Task brief
Reproduce word for word the passage of the Growth Stock Portfolio excerpt from "dated August 23, 1993." to "in Growth Stock Portfolio.".

The Adviser has provided investment management services in 
connection with other mutual funds employing the master 
fund/feeder fund structure since 1991.

Growth Stock Portfolio is a separate series of SR&F Base Trust 
("Base Trust"), a Massachusetts common law trust organized under 
an Agreement and Declaration of Trust ("Declaration of Trust") 
dated August 23, 1993.  The Declaration of Trust of Base Trust 
provides that Growth Stock Fund and other investors in Growth 
Stock Portfolio will be liable for all obligations of Growth Stock 
Portfolio that are not satisfied by Growth Stock Portfolio.  
However, the risk of Growth Stock Fund incurring financial loss on 
account of such liability is limited to circumstances in which 
liability was inadequately insured and Growth Stock Portfolio was 
unable to meet its obligations.  Accordingly, the Trustees of 
Investment Trust believe that neither Growth Stock Fund nor its 
shareholders will be adversely affected by reason of Growth Stock 
Fund's investing in Growth Stock Portfolio.  

The Declaration of Trust of Base Trust provides that Growth Stock 
Portfolio will terminate 120 days after the withdrawal of Growth 
Stock Fund or any other investor in Growth Stock Portfolio, unless 
the remaining investors vote to agree to continue the business of 
Growth Stock Portfolio.  The Trustees of Investment Trust may vote 
Growth Stock Fund's interests in Growth Stock Portfolio for such 
continuation without approval of Growth Stock Fund's shareholders.

The common investment objective of Growth Stock Fund and Growth 
Stock Portfolio is non-fundamental and may be changed without 
shareholder approval, subject, however, to at least 30 days' 
advance written notice to Growth Stock Fund's shareholders.

The fundamental policies of Growth Stock Fund and the 
corresponding fundamental policies of Growth Stock Portfolio can 
be changed only with shareholder approval.  If Growth Stock Fund, 
as a Portfolio investor, is requested to vote on a change in a 
fundamental policy of Growth Stock Portfolio or any other matter 
pertaining to Growth Stock Portfolio (other than continuation of 
the business of Growth Stock Portfolio after withdrawal of another 
investor), Growth Stock Fund will solicit proxies from its 
shareholders and vote its interest in Growth Stock Portfolio for 
and against such matters proportionately to the instructions to 
vote for and against such matters received from Fund shareholders.  
Growth Stock Fund will vote shares for which it receives no voting 
instructions in the same proportion as the shares for which it 
receives voting instructions.  If there are other investors in 
Growth Stock Portfolio, there can be no assurance that any matter 
receiving a majority of votes cast by Fund shareholders will 
receive a majority of votes cast by all investors.  If other 
investors hold a majority interest in Growth Stock Portfolio, they 
could have voting control over Growth Stock Portfolio.

Dataset extract

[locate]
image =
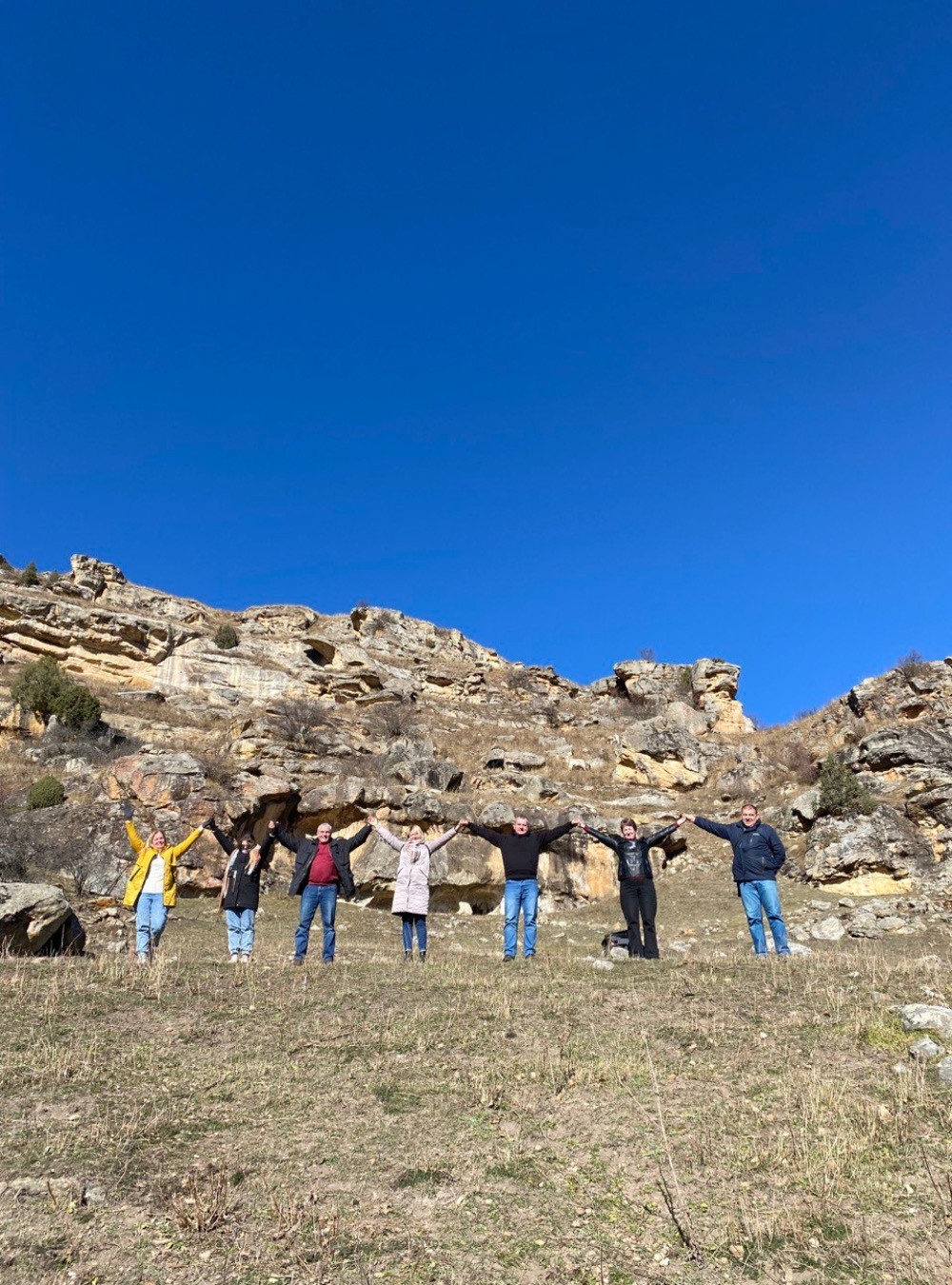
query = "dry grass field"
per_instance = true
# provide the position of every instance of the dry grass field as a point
(706, 1118)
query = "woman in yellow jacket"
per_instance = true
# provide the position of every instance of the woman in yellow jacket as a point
(150, 887)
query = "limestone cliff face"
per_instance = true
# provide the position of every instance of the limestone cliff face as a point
(327, 717)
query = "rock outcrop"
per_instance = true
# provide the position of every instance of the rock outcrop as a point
(322, 717)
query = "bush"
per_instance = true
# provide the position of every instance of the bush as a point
(227, 638)
(841, 793)
(911, 664)
(48, 792)
(44, 689)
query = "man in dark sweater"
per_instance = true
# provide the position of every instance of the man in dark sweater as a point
(322, 866)
(521, 852)
(758, 854)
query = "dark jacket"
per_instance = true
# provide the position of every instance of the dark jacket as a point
(633, 861)
(241, 888)
(341, 851)
(521, 851)
(758, 852)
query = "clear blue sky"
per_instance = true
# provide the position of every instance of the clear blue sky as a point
(583, 327)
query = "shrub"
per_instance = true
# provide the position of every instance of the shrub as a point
(911, 664)
(841, 793)
(48, 792)
(227, 638)
(300, 722)
(44, 689)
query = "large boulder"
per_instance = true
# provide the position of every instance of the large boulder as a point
(881, 844)
(30, 915)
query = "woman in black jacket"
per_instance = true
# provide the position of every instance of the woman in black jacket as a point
(636, 881)
(241, 888)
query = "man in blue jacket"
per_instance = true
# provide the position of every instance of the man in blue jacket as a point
(758, 854)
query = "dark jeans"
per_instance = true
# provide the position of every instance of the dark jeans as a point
(640, 900)
(408, 922)
(312, 897)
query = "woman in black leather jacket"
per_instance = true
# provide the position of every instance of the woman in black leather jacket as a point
(636, 881)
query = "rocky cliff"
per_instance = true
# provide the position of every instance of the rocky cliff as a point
(320, 717)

Response below
dated August 23, 1993.  The Declaration of Trust of Base Trust 
provides that Growth Stock Fund and other investors in Growth 
Stock Portfolio will be liable for all obligations of Growth Stock 
Portfolio that are not satisfied by Growth Stock Portfolio.  
However, the risk of Growth Stock Fund incurring financial loss on 
account of such liability is limited to circumstances in which 
liability was inadequately insured and Growth Stock Portfolio was 
unable to meet its obligations.  Accordingly, the Trustees of 
Investment Trust believe that neither Growth Stock Fund nor its 
shareholders will be adversely affected by reason of Growth Stock 
Fund's investing in Growth Stock Portfolio.